Copy exactly the lines from the line holding "Query: metal gate" through the end of the material, and no others; pictures stay out.

Stored data>
════════════════
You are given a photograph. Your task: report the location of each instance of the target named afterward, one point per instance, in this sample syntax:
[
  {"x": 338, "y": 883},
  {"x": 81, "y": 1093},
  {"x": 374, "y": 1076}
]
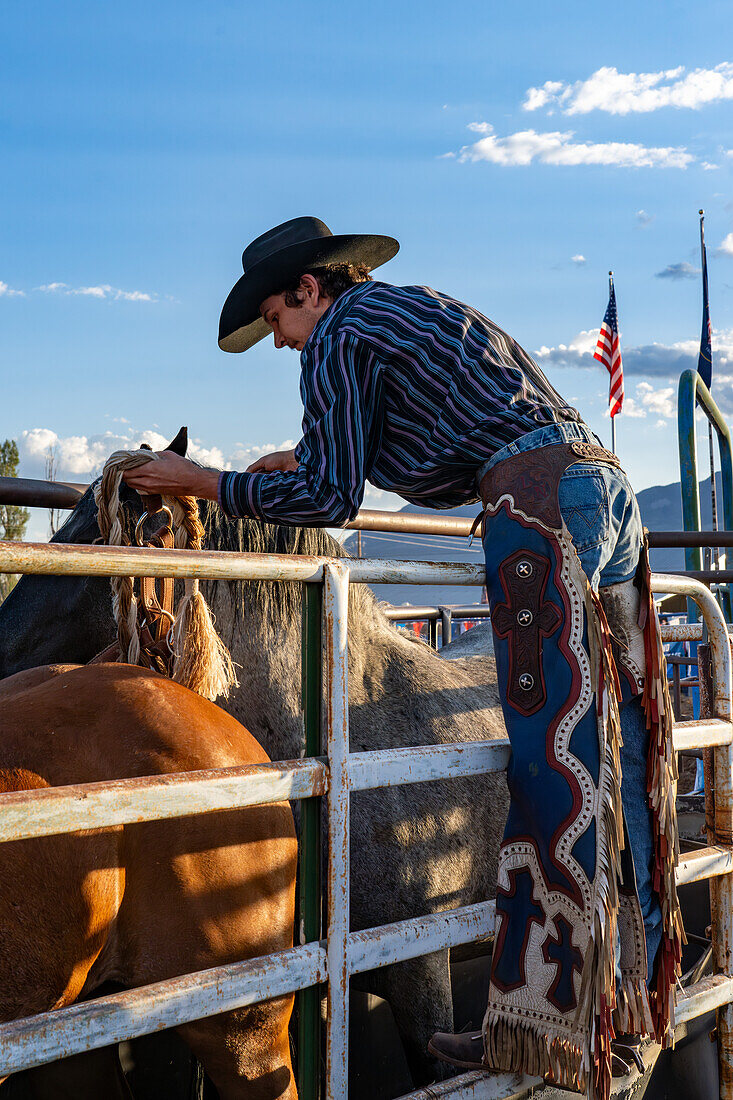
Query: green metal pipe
[
  {"x": 309, "y": 895},
  {"x": 691, "y": 393}
]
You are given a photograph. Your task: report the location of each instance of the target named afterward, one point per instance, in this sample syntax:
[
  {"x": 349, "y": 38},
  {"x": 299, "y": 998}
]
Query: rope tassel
[{"x": 201, "y": 661}]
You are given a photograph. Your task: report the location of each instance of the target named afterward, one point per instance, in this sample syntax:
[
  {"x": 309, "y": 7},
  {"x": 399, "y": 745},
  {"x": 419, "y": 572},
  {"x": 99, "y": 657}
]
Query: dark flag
[{"x": 704, "y": 359}]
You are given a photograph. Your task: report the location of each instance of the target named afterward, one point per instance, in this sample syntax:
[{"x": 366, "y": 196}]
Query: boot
[{"x": 463, "y": 1051}]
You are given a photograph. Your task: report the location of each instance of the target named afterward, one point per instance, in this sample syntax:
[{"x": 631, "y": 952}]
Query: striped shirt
[{"x": 407, "y": 388}]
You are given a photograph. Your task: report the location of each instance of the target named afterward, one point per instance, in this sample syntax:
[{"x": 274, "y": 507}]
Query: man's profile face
[{"x": 293, "y": 325}]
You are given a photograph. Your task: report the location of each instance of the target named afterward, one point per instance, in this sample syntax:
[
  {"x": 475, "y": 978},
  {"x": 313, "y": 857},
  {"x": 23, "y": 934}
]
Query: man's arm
[
  {"x": 340, "y": 389},
  {"x": 325, "y": 484}
]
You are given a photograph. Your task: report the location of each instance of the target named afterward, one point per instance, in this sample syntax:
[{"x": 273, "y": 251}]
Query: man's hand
[
  {"x": 279, "y": 460},
  {"x": 173, "y": 476}
]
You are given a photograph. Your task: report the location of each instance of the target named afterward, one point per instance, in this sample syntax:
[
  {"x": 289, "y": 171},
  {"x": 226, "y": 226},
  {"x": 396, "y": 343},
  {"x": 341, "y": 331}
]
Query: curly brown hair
[{"x": 332, "y": 279}]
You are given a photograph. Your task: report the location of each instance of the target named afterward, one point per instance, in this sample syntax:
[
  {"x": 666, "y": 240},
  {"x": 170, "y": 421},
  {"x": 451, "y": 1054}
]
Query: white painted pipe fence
[{"x": 51, "y": 1035}]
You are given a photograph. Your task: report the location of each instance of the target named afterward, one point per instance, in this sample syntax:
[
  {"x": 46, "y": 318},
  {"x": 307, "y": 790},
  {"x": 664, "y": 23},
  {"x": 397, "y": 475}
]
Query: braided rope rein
[{"x": 201, "y": 661}]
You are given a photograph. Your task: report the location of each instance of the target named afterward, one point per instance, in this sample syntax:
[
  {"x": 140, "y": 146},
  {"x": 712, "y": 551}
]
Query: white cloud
[
  {"x": 634, "y": 92},
  {"x": 652, "y": 361},
  {"x": 658, "y": 402},
  {"x": 104, "y": 290},
  {"x": 244, "y": 454},
  {"x": 558, "y": 147},
  {"x": 8, "y": 292},
  {"x": 81, "y": 458},
  {"x": 725, "y": 248},
  {"x": 678, "y": 271}
]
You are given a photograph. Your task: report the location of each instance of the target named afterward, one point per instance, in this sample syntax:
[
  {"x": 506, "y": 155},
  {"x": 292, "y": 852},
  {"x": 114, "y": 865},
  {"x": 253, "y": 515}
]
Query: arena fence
[{"x": 332, "y": 959}]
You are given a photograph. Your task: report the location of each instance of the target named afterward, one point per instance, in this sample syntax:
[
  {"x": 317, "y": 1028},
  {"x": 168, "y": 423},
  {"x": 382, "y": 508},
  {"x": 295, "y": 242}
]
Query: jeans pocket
[{"x": 583, "y": 498}]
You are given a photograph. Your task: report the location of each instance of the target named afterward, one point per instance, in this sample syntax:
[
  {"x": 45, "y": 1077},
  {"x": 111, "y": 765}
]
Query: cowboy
[{"x": 426, "y": 397}]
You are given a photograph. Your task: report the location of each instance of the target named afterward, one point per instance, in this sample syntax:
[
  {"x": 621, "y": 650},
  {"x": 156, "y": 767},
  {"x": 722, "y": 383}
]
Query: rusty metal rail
[{"x": 51, "y": 1035}]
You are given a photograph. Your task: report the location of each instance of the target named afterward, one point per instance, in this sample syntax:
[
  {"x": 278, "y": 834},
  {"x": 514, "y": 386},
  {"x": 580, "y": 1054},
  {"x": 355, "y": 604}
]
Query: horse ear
[{"x": 179, "y": 444}]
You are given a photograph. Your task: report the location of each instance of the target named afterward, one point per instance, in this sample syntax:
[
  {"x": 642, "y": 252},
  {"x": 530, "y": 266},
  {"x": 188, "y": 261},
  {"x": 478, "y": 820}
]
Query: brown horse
[{"x": 140, "y": 903}]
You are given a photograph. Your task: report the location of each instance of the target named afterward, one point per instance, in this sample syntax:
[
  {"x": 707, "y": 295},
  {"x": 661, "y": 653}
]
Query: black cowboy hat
[{"x": 277, "y": 256}]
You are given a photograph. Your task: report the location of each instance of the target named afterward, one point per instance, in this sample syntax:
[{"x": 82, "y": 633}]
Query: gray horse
[{"x": 415, "y": 849}]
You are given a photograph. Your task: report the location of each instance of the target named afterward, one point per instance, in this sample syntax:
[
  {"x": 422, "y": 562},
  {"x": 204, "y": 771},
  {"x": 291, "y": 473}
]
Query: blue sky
[{"x": 143, "y": 145}]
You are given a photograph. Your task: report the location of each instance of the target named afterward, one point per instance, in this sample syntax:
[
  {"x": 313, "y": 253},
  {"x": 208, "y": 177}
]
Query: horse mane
[{"x": 254, "y": 536}]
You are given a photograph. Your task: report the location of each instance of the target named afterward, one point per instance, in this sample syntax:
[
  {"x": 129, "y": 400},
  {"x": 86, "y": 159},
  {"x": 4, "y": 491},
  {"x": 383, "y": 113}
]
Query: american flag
[{"x": 608, "y": 351}]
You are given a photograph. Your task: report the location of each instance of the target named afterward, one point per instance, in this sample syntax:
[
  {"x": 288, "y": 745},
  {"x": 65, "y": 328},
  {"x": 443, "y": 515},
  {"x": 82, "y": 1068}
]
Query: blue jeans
[{"x": 601, "y": 514}]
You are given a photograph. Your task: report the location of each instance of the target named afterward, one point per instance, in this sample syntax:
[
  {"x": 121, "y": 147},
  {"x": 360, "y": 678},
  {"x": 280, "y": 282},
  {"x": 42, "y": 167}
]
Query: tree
[
  {"x": 51, "y": 469},
  {"x": 13, "y": 519}
]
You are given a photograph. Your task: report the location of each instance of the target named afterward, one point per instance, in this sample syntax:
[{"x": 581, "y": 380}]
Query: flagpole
[
  {"x": 713, "y": 495},
  {"x": 613, "y": 419}
]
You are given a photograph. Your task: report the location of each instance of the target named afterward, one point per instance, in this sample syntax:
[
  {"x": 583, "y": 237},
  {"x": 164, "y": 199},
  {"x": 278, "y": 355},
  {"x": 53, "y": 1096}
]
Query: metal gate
[{"x": 51, "y": 1035}]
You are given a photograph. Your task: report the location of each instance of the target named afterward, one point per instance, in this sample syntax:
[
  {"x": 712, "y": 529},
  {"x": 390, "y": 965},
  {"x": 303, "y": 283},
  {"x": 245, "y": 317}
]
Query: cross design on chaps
[
  {"x": 567, "y": 958},
  {"x": 524, "y": 620},
  {"x": 516, "y": 911}
]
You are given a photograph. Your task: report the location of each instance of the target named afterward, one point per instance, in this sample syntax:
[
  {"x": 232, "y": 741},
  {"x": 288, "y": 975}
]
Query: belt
[{"x": 532, "y": 479}]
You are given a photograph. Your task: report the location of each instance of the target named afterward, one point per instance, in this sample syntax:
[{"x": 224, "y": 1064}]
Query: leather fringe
[
  {"x": 662, "y": 787},
  {"x": 514, "y": 1044}
]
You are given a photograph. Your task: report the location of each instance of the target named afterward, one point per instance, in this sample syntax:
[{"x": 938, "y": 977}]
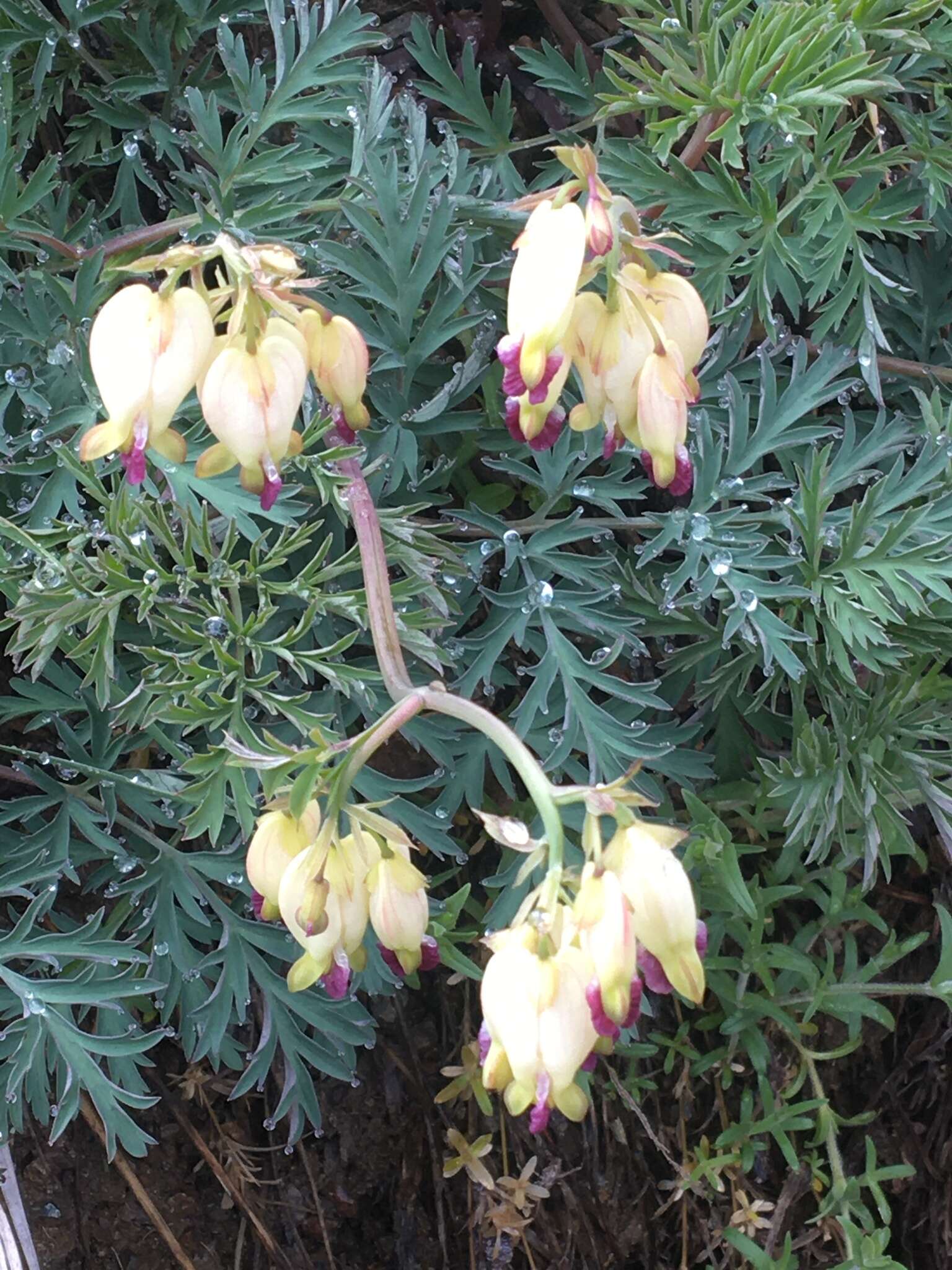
════════════════
Exercise answer>
Query: metal gate
[{"x": 51, "y": 1035}]
You are given a photograph. Your task: report the location of each instance of the target named afterward, one point per instance, in this sample syntax:
[
  {"x": 712, "y": 529},
  {"x": 390, "y": 965},
  {"x": 303, "y": 283},
  {"x": 245, "y": 317}
]
Query: cross design on chaps
[
  {"x": 567, "y": 958},
  {"x": 524, "y": 620},
  {"x": 516, "y": 911}
]
You are given a photograph. Your task: report the location of each instance of the target named afterward, one point per instance, in this sample syntax:
[
  {"x": 232, "y": 741},
  {"x": 288, "y": 975}
]
Query: belt
[{"x": 532, "y": 479}]
You are given a photograph. Your task: report the location of each instance of the target named afterward, one point per instance, in this sample syntax:
[{"x": 224, "y": 1064}]
Query: leather fringe
[
  {"x": 662, "y": 787},
  {"x": 514, "y": 1044}
]
You are given a photograph. Your task: report the location of each instance of the target named afterward, one point per instance, in this sample syntax:
[{"x": 938, "y": 977}]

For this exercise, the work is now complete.